La mémoire du thérapeute pour les oubliés de l'histoire

La mémoire du thérapeute pour les oubliés de l'histoire

C'est le titre de ma dernière communication au colloque de l'association Primo Levi "Je veux tout oublier-les paradoxes de l'oubli" en janvier dernier. Le texte doit être publié. En voici l'argument principal :
 En tant que psychothérapeute d’inspiration analytique, l’interprétation, quand elle intervient dans le soin, se fonde sur l’affect du patient. C’est à ce point de jonction que le passé s’immisce dans le présent comme le dit Michel de Certeau. Mais qu’en est-il de l’affect du thérapeute ? Il est commun de faire valoir que le thérapeute a une expérience analytique, ou bien qu’il peut avoir recours à une analyse des pratiques.
Cependant, dans l’écoute de nos migrants victimes de violence accumulée, la mémoire du thérapeute accueille celle, en creux ou en aspérité, du patient afin que celui-ci soit « souverain » de sa mémoire comme le dit Roberto Beneduce. A cette mémoire de l’autre répond en écho celle du thérapeute inscrite dans une histoire collective où la violence politique peut être présente. C’est à partir de ce travail réflexif qu’il fait sienne la mémoire du patient : les deux s’inscrivent dans l’histoire partagée d’un monde où nous sommes interdépendants et solidaires.

J'évoque ainsi comment l'histoire d'un patient que je nomme Hussein traverse la mienne grâce à l'évocation d'un rêve ; la détresse qu'il y évoque face à des êtres morts-vivants l'assaillant croise la mienne autour d'un affect commun : la peur de l'enfant face aux réactions imprévisibles d'un père violent. Face au traumatisme, le Réel de Lacan, je défends le fait que le psy s'appuie sur sa propre histoire et l'histoire avec un grand H, pour inscrire l'historicité  psychique qui fait défaut au patient.

* _Travail demandé_
[1] Relevez, dans le texte fourni, tous les auteurs dont une idée ou un concept est cité.
[2] D'après le texte fourni, quel affect commun relie l'histoire de Hussein à celle du thérapeute ?
[3] Recopiez le passage du texte fourni qui s'ouvre sur les mots contenant « J'évoque ainsi comment » et se ferme sur « défaut au patient. ».

* _Section des données_
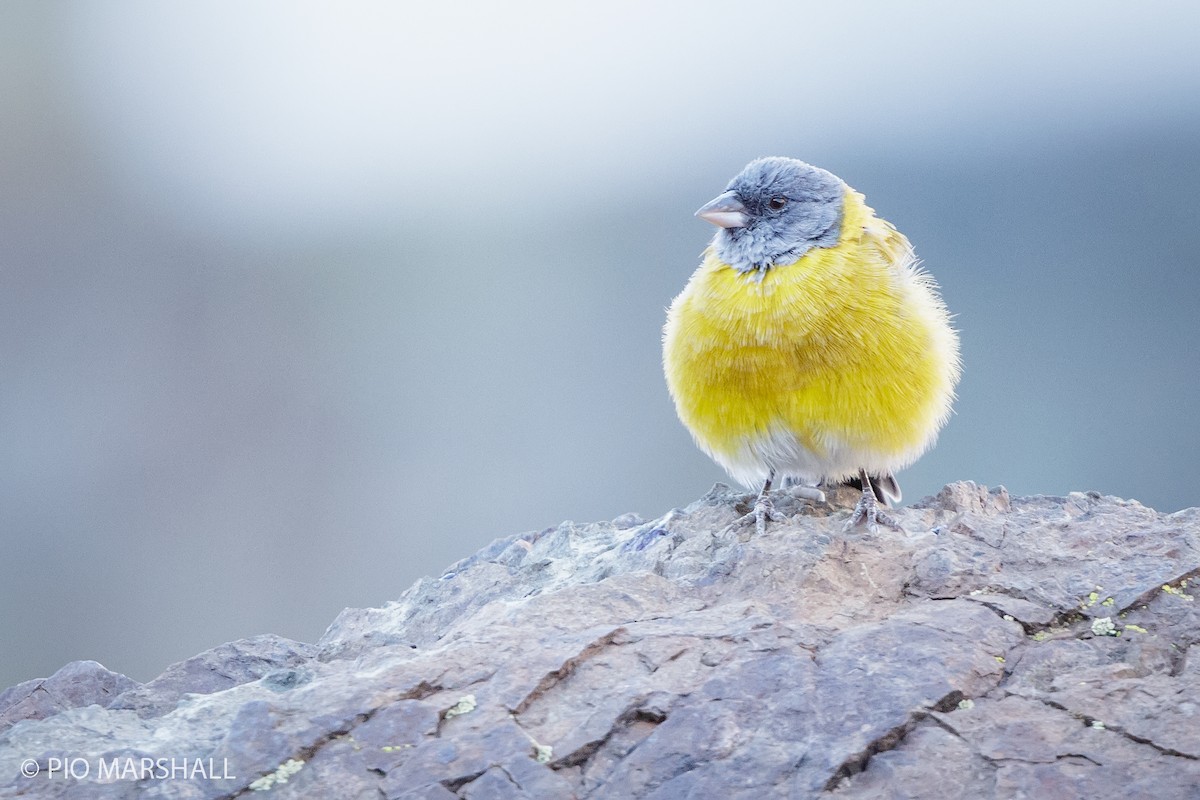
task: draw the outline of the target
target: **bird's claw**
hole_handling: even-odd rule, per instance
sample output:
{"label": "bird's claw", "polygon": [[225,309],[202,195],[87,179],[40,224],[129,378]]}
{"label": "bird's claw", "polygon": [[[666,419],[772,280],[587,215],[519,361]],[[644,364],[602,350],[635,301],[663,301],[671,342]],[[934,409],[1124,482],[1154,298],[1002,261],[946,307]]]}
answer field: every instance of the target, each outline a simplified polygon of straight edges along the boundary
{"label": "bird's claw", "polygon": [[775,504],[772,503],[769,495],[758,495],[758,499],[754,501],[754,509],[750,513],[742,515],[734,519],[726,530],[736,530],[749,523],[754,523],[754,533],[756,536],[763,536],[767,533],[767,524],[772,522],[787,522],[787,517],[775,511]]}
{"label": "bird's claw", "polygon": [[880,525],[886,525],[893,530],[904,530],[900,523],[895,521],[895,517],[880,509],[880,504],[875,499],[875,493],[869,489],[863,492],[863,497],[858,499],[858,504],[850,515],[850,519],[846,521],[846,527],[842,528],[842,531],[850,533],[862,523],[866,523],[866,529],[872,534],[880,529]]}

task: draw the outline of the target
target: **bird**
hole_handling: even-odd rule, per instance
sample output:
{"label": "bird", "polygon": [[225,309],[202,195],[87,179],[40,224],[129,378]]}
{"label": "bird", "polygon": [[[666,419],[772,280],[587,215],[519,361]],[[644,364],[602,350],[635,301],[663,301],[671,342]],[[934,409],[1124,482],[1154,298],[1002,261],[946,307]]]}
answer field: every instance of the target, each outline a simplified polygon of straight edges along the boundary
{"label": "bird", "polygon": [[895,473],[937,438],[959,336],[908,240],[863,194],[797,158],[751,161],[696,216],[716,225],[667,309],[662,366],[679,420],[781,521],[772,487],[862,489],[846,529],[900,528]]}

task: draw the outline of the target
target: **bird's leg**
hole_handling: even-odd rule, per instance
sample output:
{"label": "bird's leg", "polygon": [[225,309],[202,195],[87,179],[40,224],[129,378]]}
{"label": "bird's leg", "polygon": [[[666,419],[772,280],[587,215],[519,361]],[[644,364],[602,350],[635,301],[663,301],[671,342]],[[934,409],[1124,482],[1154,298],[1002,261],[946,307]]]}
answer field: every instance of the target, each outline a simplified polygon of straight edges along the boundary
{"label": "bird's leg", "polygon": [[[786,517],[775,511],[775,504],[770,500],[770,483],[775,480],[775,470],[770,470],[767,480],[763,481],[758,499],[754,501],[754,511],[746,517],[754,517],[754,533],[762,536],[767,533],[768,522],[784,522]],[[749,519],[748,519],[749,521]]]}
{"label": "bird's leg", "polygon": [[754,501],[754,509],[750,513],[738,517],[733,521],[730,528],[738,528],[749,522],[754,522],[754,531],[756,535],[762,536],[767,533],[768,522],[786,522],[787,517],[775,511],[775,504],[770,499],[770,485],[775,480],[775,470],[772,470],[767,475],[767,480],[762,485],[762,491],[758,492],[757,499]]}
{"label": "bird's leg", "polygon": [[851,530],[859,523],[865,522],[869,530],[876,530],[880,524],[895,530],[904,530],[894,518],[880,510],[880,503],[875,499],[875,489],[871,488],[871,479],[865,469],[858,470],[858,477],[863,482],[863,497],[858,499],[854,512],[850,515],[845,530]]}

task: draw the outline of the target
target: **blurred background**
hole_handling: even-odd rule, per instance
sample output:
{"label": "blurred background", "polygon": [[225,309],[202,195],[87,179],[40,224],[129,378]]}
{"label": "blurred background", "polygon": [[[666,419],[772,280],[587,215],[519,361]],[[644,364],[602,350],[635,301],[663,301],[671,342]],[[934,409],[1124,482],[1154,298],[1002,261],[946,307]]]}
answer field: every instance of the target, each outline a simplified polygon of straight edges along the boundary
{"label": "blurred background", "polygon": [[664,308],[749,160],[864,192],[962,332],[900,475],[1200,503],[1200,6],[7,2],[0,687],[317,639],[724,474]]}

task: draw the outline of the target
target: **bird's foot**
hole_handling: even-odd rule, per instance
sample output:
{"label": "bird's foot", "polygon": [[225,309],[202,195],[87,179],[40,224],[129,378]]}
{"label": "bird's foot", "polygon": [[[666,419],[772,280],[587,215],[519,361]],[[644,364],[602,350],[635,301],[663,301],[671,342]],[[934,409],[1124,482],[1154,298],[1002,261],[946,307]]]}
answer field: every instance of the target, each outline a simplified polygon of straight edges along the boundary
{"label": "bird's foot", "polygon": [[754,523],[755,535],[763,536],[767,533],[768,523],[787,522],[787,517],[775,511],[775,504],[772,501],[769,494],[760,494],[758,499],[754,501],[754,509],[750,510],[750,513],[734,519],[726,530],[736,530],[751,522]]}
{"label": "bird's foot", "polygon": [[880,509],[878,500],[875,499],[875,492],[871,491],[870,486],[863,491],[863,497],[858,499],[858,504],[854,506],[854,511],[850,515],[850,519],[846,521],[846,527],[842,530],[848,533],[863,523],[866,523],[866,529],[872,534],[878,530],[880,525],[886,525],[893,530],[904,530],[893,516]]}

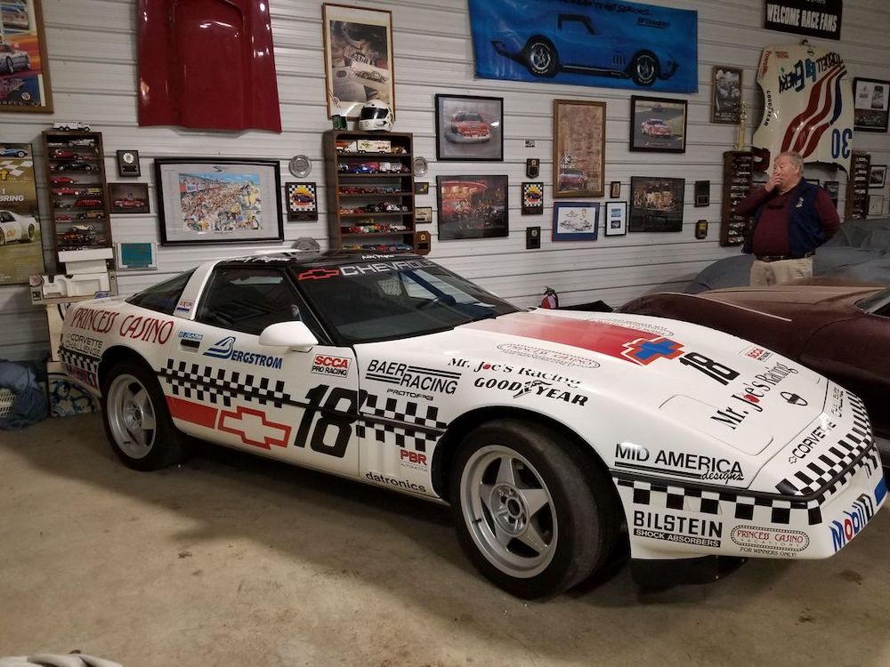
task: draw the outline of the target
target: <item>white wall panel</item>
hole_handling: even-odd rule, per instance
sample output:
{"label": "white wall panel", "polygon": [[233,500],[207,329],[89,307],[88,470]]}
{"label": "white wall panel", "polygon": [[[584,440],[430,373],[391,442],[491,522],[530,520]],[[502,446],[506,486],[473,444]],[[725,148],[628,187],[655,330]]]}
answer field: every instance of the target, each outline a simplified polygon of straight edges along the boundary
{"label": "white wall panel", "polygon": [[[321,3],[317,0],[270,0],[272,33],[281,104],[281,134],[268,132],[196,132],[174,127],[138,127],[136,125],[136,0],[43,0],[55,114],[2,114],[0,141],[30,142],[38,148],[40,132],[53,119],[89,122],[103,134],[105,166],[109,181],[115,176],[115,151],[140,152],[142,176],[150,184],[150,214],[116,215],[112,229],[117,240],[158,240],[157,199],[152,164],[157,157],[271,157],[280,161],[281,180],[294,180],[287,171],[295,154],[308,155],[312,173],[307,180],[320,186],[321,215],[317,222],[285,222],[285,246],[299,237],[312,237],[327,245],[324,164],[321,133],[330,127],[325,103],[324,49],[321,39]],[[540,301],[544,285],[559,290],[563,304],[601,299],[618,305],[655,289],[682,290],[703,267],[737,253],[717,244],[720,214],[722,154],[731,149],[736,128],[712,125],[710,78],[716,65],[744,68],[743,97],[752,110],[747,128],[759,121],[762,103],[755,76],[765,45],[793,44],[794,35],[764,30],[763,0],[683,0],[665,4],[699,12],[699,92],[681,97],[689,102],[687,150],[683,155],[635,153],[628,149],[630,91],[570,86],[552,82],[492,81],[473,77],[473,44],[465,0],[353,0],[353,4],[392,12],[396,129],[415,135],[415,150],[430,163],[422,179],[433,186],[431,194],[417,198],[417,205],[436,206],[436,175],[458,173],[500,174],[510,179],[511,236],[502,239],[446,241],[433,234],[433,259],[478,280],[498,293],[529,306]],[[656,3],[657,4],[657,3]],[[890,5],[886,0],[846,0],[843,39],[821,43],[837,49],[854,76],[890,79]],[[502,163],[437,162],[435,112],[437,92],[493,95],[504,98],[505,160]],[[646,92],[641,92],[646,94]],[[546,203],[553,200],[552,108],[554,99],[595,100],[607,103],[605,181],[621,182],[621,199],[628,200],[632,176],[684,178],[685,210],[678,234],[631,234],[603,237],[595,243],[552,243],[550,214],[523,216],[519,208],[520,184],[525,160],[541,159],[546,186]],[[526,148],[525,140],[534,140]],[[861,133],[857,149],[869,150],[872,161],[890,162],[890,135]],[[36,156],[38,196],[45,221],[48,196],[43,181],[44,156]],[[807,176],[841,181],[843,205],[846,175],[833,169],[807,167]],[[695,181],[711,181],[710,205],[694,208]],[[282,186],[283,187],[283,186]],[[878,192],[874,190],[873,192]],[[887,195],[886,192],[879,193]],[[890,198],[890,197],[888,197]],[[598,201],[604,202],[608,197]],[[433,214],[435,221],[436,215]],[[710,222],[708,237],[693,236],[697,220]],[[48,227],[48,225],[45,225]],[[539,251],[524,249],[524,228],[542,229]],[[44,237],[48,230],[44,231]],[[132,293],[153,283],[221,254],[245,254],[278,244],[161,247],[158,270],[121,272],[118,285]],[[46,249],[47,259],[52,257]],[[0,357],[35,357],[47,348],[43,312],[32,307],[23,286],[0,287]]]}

* _Réponses par tâche_
[1] Michel de Certeau, Roberto Beneduce, Lacan

[2] La peur de l'enfant face aux réactions imprévisibles d'un père violent.

[3]
J'évoque ainsi comment l'histoire d'un patient que je nomme Hussein traverse la mienne grâce à l'évocation d'un rêve ; la détresse qu'il y évoque face à des êtres morts-vivants l'assaillant croise la mienne autour d'un affect commun : la peur de l'enfant face aux réactions imprévisibles d'un père violent. Face au traumatisme, le Réel de Lacan, je défends le fait que le psy s'appuie sur sa propre histoire et l'histoire avec un grand H, pour inscrire l'historicité  psychique qui fait défaut au patient.